DADOS =
.....
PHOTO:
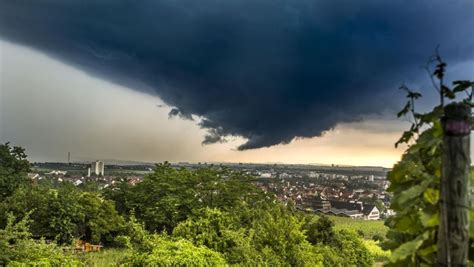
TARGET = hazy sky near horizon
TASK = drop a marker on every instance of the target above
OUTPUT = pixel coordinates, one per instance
(51, 108)
(293, 81)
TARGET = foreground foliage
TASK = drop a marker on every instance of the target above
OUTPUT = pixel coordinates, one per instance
(415, 180)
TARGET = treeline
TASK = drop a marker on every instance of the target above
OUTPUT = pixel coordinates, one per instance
(183, 217)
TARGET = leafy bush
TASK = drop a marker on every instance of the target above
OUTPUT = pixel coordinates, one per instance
(18, 249)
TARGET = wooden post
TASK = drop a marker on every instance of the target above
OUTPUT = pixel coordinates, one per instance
(453, 231)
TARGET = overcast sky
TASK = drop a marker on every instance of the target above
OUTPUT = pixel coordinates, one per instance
(51, 108)
(308, 82)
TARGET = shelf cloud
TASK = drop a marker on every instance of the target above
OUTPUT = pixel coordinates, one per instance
(266, 70)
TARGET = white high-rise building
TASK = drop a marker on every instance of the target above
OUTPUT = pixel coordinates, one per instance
(97, 167)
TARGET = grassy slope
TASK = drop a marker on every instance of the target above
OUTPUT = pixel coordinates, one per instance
(107, 257)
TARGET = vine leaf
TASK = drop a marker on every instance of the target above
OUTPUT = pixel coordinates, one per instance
(405, 110)
(461, 85)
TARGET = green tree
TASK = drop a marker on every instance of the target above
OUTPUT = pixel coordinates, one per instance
(320, 231)
(14, 168)
(18, 249)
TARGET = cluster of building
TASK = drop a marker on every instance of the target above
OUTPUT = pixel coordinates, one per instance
(351, 209)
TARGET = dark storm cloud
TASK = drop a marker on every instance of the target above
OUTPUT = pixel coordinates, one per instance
(267, 70)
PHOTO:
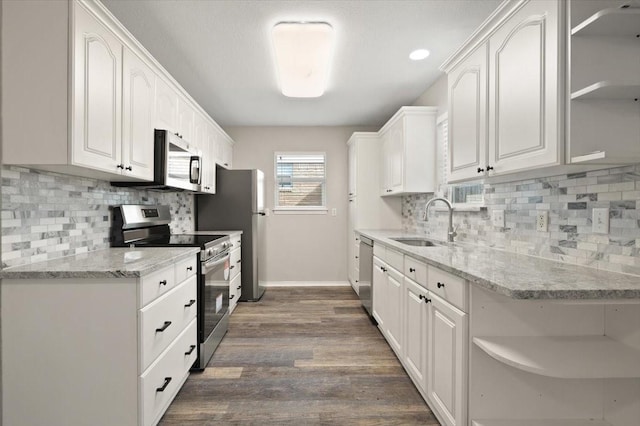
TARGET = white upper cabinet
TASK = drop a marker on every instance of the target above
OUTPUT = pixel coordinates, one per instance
.....
OBJETIVO DO EXERCÍCIO = Modifique a listagem inteira, trocando "marker" por "pin" e mantendo todo o resto inalterado. Deixe as imagens fora da resposta.

RESPOSTA COMPLETA =
PHOTO:
TARGET = hazy sky near horizon
TASK = drop a pin on every instance of the target above
OUTPUT = pixel coordinates, one per instance
(51, 108)
(293, 81)
TARGET = foreground foliage
TASK = drop a pin on every instance of the target above
OUTPUT = pixel coordinates, one per instance
(415, 180)
TARGET = treeline
TASK = drop a pin on every instance of the target above
OUTPUT = pixel coordinates, one per instance
(183, 217)
TARGET = leafy bush
TASK = drop a pin on every instance of the target above
OUTPUT = pixel coordinates, one per instance
(18, 249)
TARGET = wooden post
TASK = drop a pin on every instance of the target above
OUTPUT = pixel coordinates, one per instance
(453, 231)
TARGET = overcast sky
TASK = drop a pin on every instance of the target above
OUTPUT = pixel coordinates, one per instance
(51, 108)
(308, 82)
TARGET = shelf cloud
TASK = drop a pin on every instance of the target above
OUTPUT = pixel coordinates, one per instance
(266, 70)
TARGET = white high-rise building
TASK = drop a pin on every instance of the target above
OUTPUT = pixel coordinates, one per instance
(97, 167)
TARGET = grassy slope
TASK = drop a pin on every instance of the target above
OUTPUT = pixel coordinates, one per instance
(107, 257)
TARGET = vine leaf
TASK = drop a pin on every instance of the target above
OUTPUT = pixel coordinates, one per instance
(405, 110)
(461, 85)
TARGET = green tree
TASK = drop a pin on every instance of the target above
OUTPUT = pixel coordinates, one per instance
(320, 231)
(14, 168)
(18, 249)
TARGET = cluster of building
TASK = drop a pin on every instance of the target above
OUTPUT = pixel coordinates, one per instance
(351, 209)
TARGET = dark storm cloud
TASK = drop a pin on every instance of the target above
OUTPUT = pixel coordinates, one per instance
(267, 70)
PHOTO:
TARGET = white upper cabinet
TASK = drop a pin on every instance of the target above
OUTPUT = pixel coordinates, one per instance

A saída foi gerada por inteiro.